[Stated problem] Please extract each line of the material below that contains the string "license". Case matters.

# START OF Input

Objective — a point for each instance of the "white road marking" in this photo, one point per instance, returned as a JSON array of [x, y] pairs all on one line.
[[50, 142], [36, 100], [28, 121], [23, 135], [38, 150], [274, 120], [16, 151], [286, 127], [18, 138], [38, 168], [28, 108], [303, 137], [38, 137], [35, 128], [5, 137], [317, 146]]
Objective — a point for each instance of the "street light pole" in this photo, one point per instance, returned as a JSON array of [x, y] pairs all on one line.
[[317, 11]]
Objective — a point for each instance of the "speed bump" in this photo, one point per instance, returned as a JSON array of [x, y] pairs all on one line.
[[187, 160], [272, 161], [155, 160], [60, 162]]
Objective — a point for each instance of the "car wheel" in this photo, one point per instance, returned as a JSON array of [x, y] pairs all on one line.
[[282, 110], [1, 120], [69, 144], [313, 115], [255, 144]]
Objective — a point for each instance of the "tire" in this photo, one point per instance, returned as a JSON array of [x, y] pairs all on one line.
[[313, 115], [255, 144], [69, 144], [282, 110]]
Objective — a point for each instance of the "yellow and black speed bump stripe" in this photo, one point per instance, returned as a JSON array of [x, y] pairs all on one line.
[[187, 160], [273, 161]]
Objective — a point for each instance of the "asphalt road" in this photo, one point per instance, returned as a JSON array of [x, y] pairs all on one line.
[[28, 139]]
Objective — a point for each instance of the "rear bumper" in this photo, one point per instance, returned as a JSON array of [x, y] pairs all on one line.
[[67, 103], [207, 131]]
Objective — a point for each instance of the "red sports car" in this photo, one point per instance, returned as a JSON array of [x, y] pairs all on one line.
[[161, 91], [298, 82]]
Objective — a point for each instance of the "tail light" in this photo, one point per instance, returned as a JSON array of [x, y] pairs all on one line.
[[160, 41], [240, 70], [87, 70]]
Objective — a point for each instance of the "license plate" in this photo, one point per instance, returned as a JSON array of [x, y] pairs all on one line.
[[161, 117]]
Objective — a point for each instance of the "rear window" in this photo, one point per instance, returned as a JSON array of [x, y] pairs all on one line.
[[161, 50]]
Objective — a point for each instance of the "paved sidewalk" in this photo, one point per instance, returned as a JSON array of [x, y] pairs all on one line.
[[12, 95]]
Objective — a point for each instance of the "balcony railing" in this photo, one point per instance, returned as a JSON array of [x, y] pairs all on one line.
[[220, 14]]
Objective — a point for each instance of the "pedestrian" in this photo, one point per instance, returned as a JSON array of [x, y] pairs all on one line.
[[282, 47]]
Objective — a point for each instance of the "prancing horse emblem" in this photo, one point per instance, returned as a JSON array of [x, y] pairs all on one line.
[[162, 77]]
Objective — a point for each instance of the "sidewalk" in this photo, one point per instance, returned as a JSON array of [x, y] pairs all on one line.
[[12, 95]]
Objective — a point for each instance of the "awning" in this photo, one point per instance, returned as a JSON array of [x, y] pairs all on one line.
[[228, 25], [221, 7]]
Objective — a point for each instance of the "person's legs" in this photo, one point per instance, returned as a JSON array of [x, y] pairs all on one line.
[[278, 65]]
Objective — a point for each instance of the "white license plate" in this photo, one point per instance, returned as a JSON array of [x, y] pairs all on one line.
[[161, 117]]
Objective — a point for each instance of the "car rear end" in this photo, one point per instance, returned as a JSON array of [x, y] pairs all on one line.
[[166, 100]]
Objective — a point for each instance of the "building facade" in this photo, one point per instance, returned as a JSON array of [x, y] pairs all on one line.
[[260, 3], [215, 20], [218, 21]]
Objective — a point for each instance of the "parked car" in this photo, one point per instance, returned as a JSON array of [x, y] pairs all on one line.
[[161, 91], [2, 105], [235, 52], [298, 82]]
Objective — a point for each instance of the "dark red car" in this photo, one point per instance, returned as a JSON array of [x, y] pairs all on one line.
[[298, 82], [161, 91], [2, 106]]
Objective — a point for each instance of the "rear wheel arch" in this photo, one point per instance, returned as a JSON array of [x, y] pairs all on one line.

# END OF Input
# START OF Input

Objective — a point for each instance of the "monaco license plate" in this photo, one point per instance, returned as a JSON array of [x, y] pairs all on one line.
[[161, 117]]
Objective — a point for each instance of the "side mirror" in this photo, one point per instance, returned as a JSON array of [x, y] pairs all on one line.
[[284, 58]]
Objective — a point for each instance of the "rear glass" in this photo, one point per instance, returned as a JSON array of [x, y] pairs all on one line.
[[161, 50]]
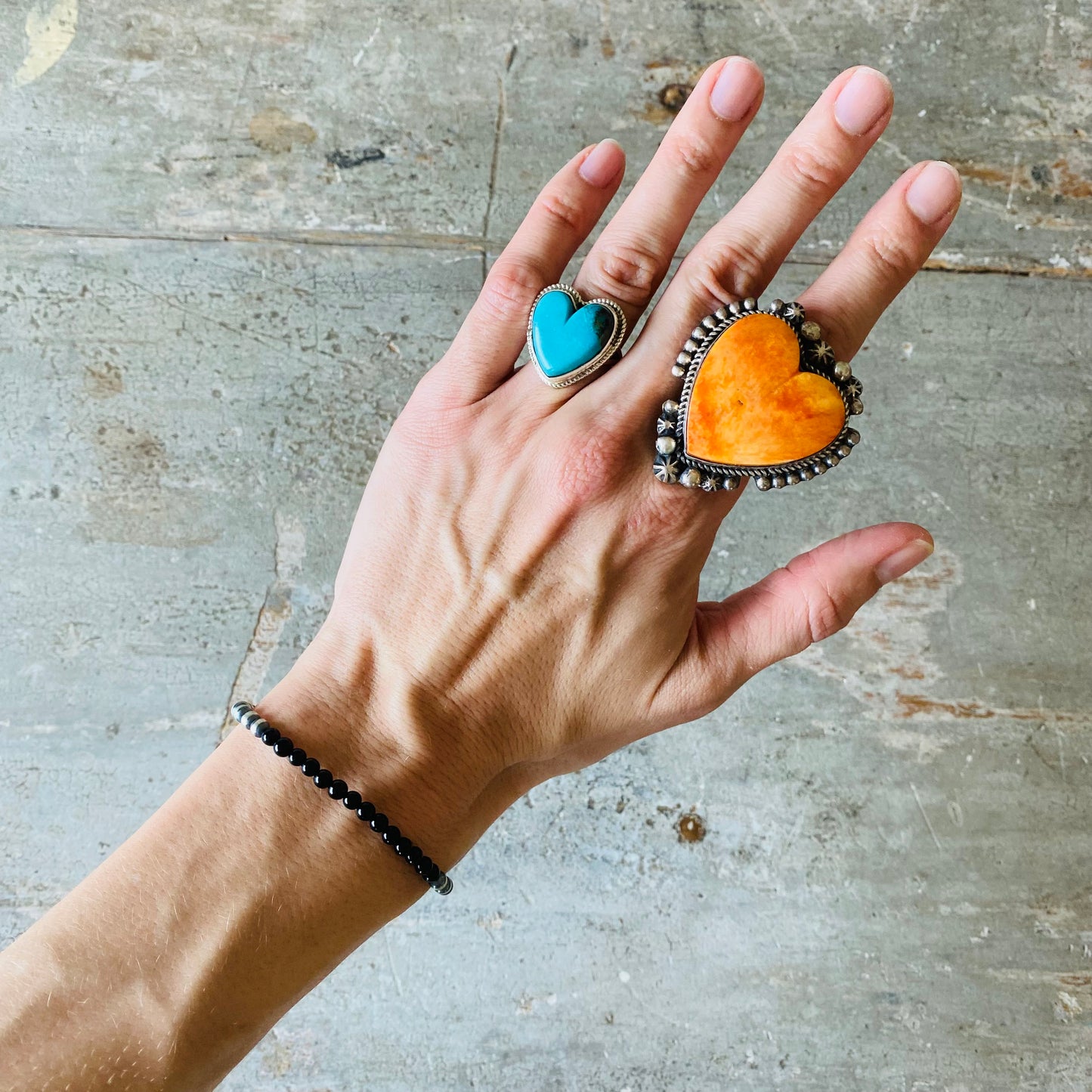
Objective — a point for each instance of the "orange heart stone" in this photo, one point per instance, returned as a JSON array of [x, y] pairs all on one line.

# END OF Input
# START OF Input

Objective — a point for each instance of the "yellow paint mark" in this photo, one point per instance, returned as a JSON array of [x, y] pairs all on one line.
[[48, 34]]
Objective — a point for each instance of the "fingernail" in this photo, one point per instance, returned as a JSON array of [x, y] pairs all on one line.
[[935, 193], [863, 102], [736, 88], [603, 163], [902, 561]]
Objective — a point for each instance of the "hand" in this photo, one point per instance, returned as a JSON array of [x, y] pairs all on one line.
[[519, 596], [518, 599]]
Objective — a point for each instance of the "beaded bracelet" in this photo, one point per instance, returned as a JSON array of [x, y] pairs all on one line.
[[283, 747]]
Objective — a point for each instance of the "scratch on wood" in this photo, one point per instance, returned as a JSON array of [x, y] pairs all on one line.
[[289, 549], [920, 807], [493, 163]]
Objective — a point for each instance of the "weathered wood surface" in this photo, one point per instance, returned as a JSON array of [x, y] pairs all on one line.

# END OF Input

[Completed task]
Objective — a point for each instance of the "license plate" in this photo, one point per instance, returned as a JSON array of [x, y] pairs all on one line.
Objective — a point for each instance of the "white license plate" in this photo, one point per instance, returned as a JSON array of [x, y] pairs all on one line.
Objective — a point for each instance of the "monaco license plate" in this photo, one point per instance, returned as a JSON array of [x, y] pairs all on one line.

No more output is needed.